Your objective: Since pictures do not belong in the copy, please repeat every record below exactly without them.

START Records shown

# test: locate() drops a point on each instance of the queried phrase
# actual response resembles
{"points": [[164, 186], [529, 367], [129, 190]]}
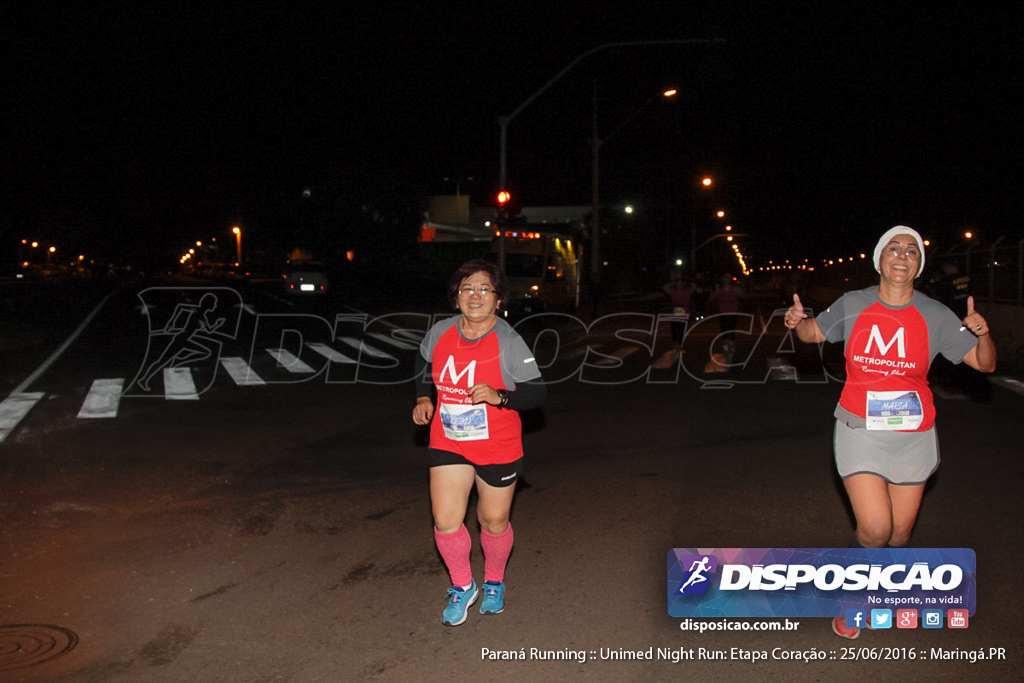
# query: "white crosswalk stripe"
{"points": [[102, 399], [330, 353], [290, 361], [178, 384], [240, 371]]}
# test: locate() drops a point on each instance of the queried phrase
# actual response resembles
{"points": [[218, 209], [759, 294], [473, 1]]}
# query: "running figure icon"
{"points": [[696, 573], [192, 331]]}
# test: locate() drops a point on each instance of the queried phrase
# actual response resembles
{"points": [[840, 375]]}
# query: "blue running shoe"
{"points": [[461, 601], [494, 598]]}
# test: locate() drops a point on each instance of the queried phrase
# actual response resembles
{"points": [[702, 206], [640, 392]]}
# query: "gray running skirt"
{"points": [[900, 458]]}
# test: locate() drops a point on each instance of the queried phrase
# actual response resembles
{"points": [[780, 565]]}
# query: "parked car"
{"points": [[305, 278]]}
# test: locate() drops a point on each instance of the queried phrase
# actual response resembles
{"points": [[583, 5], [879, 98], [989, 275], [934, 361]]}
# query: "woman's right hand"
{"points": [[795, 313], [423, 412]]}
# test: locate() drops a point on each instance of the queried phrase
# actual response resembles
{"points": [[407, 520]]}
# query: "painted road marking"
{"points": [[240, 371], [178, 384], [102, 399], [330, 353], [290, 361], [13, 408]]}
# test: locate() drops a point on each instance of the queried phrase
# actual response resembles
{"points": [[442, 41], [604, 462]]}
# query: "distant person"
{"points": [[681, 294], [482, 374], [885, 439]]}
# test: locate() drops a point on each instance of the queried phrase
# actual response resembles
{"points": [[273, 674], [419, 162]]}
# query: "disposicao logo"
{"points": [[695, 581], [818, 582]]}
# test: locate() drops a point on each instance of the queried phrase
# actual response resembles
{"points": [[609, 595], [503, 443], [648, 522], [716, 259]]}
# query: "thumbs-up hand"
{"points": [[974, 322], [795, 313]]}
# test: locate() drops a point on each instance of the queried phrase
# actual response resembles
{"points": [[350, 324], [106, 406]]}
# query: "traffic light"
{"points": [[504, 197]]}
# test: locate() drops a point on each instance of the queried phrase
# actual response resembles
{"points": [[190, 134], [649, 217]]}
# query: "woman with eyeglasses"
{"points": [[885, 439], [480, 373]]}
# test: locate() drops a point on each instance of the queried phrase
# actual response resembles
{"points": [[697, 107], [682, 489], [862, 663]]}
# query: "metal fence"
{"points": [[996, 270]]}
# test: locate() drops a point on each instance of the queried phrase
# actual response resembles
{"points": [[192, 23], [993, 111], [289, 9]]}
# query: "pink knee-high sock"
{"points": [[497, 549], [455, 549]]}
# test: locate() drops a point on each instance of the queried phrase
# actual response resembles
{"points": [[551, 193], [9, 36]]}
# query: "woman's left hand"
{"points": [[974, 322], [483, 393]]}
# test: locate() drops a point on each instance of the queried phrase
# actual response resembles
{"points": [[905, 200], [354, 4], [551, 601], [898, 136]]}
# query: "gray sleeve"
{"points": [[518, 364], [832, 321], [946, 333]]}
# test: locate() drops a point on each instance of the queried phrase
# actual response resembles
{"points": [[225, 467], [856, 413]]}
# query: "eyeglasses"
{"points": [[470, 290], [910, 251]]}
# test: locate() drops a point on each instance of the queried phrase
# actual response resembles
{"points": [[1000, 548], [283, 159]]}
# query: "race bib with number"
{"points": [[464, 423], [894, 411]]}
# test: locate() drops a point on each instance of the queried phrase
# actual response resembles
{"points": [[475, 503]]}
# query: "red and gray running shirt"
{"points": [[889, 349], [483, 434]]}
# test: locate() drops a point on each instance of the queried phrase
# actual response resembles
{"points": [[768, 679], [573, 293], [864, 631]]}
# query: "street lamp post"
{"points": [[595, 222], [238, 244], [503, 122], [705, 182]]}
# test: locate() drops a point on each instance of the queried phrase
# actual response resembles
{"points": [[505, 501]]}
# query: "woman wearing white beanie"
{"points": [[886, 444]]}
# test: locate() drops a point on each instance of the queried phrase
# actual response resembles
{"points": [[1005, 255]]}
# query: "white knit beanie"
{"points": [[887, 238]]}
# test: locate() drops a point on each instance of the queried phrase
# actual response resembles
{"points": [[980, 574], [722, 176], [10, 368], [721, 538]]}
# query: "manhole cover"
{"points": [[30, 644]]}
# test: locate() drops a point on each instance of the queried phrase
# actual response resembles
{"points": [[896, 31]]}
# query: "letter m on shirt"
{"points": [[469, 371], [884, 346]]}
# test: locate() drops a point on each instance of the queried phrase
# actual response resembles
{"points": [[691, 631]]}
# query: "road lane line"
{"points": [[13, 409]]}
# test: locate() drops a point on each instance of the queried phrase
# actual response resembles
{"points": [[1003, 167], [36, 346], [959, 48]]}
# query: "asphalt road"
{"points": [[282, 531]]}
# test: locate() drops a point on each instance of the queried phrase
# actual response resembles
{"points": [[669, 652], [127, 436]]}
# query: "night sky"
{"points": [[152, 126]]}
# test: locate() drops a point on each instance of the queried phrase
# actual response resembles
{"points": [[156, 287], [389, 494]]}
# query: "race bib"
{"points": [[464, 423], [894, 411]]}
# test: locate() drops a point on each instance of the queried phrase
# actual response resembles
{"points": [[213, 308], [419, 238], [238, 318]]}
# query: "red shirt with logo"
{"points": [[483, 434], [890, 348]]}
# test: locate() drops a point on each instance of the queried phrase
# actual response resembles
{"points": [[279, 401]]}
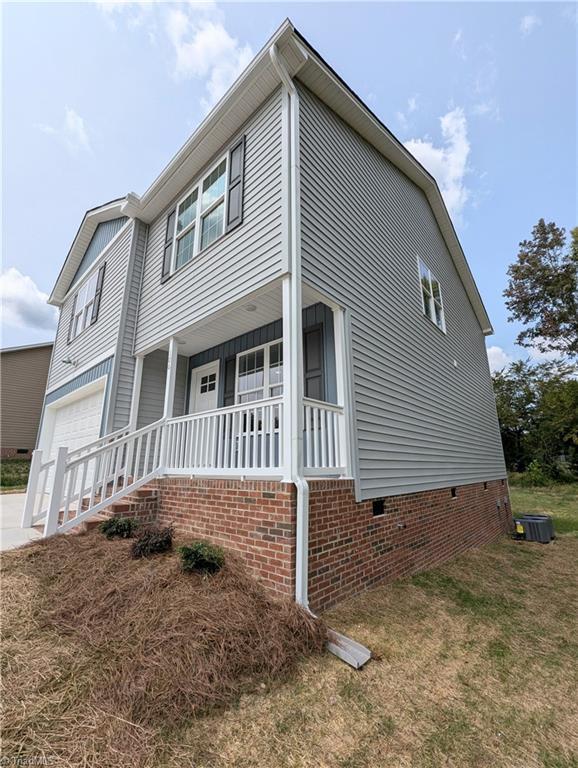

END Records shown

Exercise result:
# test: locate() drops a point on each instance of the queried phrase
# actual response resembles
{"points": [[164, 186], [529, 367], [129, 190]]}
# query: "white crosswalk stripe"
{"points": [[102, 399], [330, 353], [290, 361], [178, 384], [240, 371]]}
# test: locate() drops a point on each instance of the queried phrase
# actual response resembles
{"points": [[218, 209], [759, 294], [473, 1]]}
# query: "running figure icon"
{"points": [[696, 573], [192, 331]]}
# test: locate() drops a point on each instance of the queried phrase
# actual response resembles
{"points": [[840, 375]]}
# query: "blue running shoe"
{"points": [[461, 601], [494, 598]]}
# test: locate() drops a point on each instance of the queried phrase
# actual response resembles
{"points": [[702, 206], [640, 392]]}
# query: "gray running skirt"
{"points": [[900, 458]]}
# test: locate() drops a point on each instance of the queried phrase
# actual response resembles
{"points": [[780, 565]]}
# query: "parked car"
{"points": [[305, 278]]}
# test: locate() drops a point on each instance of the queried phrase
# actual response resembles
{"points": [[583, 5], [879, 98], [989, 275], [934, 361]]}
# query: "woman's right hand"
{"points": [[795, 313], [423, 412]]}
# test: locate() drops a point on each instance of the queried phrase
# actual response resembles
{"points": [[407, 520]]}
# query: "painted road marking"
{"points": [[240, 371], [178, 384], [102, 399], [330, 353], [290, 361], [13, 408]]}
# test: locate() drops a point on each instance of the queried phrase
# actual response resembles
{"points": [[442, 41], [604, 462]]}
# query: "distant person"
{"points": [[681, 294], [482, 374], [885, 439]]}
# test: locate() drops a point on each instance of the queried phrase
# actual response resembles
{"points": [[273, 674], [419, 162]]}
# query: "disposicao logo"
{"points": [[695, 581], [818, 582]]}
# test: locate() drops a point on each instance of the queried phrase
# actual response resembles
{"points": [[609, 595], [503, 443], [648, 522], [716, 259]]}
# query: "thumbs-up hand"
{"points": [[974, 322], [795, 313]]}
# test: locate() drops a point on each instance of the queried phrase
# actual response resembles
{"points": [[350, 324], [106, 406]]}
# query: "traffic light"
{"points": [[504, 197]]}
# test: locate() drops a point on each instance of the queried phrase
# actual response resembles
{"points": [[190, 134], [649, 217]]}
# query: "woman with eyeglasses"
{"points": [[885, 439], [480, 373]]}
# test: locate() drops a point on each instance of the queried phrase
# actual response resembles
{"points": [[697, 107], [682, 489], [862, 663]]}
# query: "metal fence"
{"points": [[996, 270]]}
# test: locate() drops a point on each instance of the queried phrase
# actual response resembles
{"points": [[192, 23], [993, 111], [289, 9]]}
# query: "pink knee-high sock"
{"points": [[497, 549], [455, 549]]}
# test: locate() drops a point on each instance of the queried phrase
# actual response resembles
{"points": [[551, 193], [9, 36]]}
# query: "woman's left hand"
{"points": [[974, 322], [483, 393]]}
# test: locate() drops a point on each instance of the queried phrase
# actual response resembles
{"points": [[905, 200], [354, 4], [551, 601], [898, 136]]}
# query: "gray sleeve"
{"points": [[518, 364], [832, 321], [946, 333]]}
# test: locate() drops a point on each instance of the queried phrase
# actual response resembles
{"points": [[225, 467], [856, 413]]}
# query: "eyeglasses"
{"points": [[470, 290], [910, 251]]}
# test: locate() drops a point on each instance of the queried phrase
# actual response resembles
{"points": [[1000, 548], [283, 159]]}
# query: "race bib with number"
{"points": [[464, 423], [894, 411]]}
# test: locate() drops a point on each instance of the queried phrase
# actual response resembles
{"points": [[475, 503]]}
# query: "red and gray running shirt"
{"points": [[889, 349], [483, 434]]}
# test: locate() drops a point on each instance of the queried phrase
# actual response resembles
{"points": [[768, 679], [573, 293], [864, 631]]}
# query: "street lamp post"
{"points": [[595, 222], [238, 244], [503, 122], [705, 182]]}
# test: locate() drops a point on each instance of the queried phrase
# actual response resembles
{"points": [[505, 501]]}
# query: "woman wearing white beanie"
{"points": [[886, 444]]}
# test: locate() drops a point on each instance of the queried phrase
# actual response resembles
{"points": [[1005, 255]]}
# query: "white knit beanie"
{"points": [[887, 238]]}
# test: locate() drops a point on each instance of the queried phrase
# actual response resembles
{"points": [[980, 574], [722, 176], [10, 368], [721, 538]]}
# query: "manhole cover"
{"points": [[30, 644]]}
# test: locate() drops a point on each instance of the queried phrase
# actual response resembles
{"points": [[896, 31]]}
# query: "letter m on shirt"
{"points": [[469, 371], [884, 346]]}
# test: locate() drops a point on each instance of the queried phrase
# actual response resembles
{"points": [[691, 631]]}
# query: "road lane line"
{"points": [[13, 409]]}
# test: locate() drops a point on each instance of the queried phrase
# actual response resembles
{"points": [[1003, 167], [36, 346], [959, 48]]}
# query: "asphalt road"
{"points": [[282, 531]]}
# test: locate() drops a point on each instance of the queried phrase
# actual response resembles
{"points": [[669, 652], [127, 436]]}
# query: "night sky"
{"points": [[152, 126]]}
# test: locate() drops a point on each instance of the queried phrase
# actual response resembles
{"points": [[156, 287], [389, 494]]}
# query: "race bib"
{"points": [[464, 423], [894, 411]]}
# test: locate() drops a point on each instance of the queried phrase
# actual response resembles
{"points": [[213, 308], [419, 238], [238, 318]]}
# query: "red shirt with logo"
{"points": [[483, 434], [890, 348]]}
# test: locate() drops a point on each instance of the queried phrase
# actual response resembles
{"points": [[279, 401]]}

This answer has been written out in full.